• _Text shown_:
+===+

When conducting academic research, you need to be discerning when deciding to trust and use an information source. As with information from the Internet, information from books and articles should be carefully evaluated. Use the five criteria below to help determine if your resource is credible.

Purpose  |  Author  |  Publisher  |  Sources  |  Timeliness


1. Purpose/Type of Information

  • Why was this book/article written?
  • Is the information presented to share knowledge or personal opinions, give a factual report, create personal gain, provide an overview of something, share research, persuade the reader, sell something, or prove a point?
  • Is this resource an objective work that presents all sides of the argument, or a subjective work, presenting only certain viewpoints, biases, or opinions?
  • What aspects of your topic does this book or article not cover?
  • Can you determine how the research was funded? Is there a conflict of interest?
  • Is this information scholarly, governmental, popular, or from a business?
  • Can you tell if the information is intended for the general public or for a scholarly audience of academics and researchers?
  • Is the language and writing style understandable, intended for a specialized audience, or needlessly technical and complex?

2. Author's Credentials

  • Has the author written other materials on this subject? Were those materials well-received?
  • Has the author earned a graduate degree in the area he/she is writing about? Does he/she conduct research or teach classes in this subject area?
  • What is the author’s background? Has he/she won any awards or honors?
  • Does the author work for an organization affiliated or concerned with, or potentially benefited by, the subjects that the author is writing about?

3. Publisher's Credentials

  • What do you know about this publisher? Does the publisher have a solid reputation for publishing scholarly works? An editorial policy?

+===+

• _Collected material_:

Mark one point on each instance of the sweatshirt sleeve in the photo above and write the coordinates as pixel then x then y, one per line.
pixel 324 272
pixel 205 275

+===+

In the guide on evaluating sources:
(a) How many criteria does it offer for judging whether a resource is credible?
(b) Which criterion is listed last?
(c) In the section on the publisher's credentials, what two things does it ask whether the publisher has?
The data above are separate material, unrelated to the guide on evaluating sources.

(a) Five.
(b) Timeliness.
(c) A solid reputation for publishing scholarly works, and an editorial policy.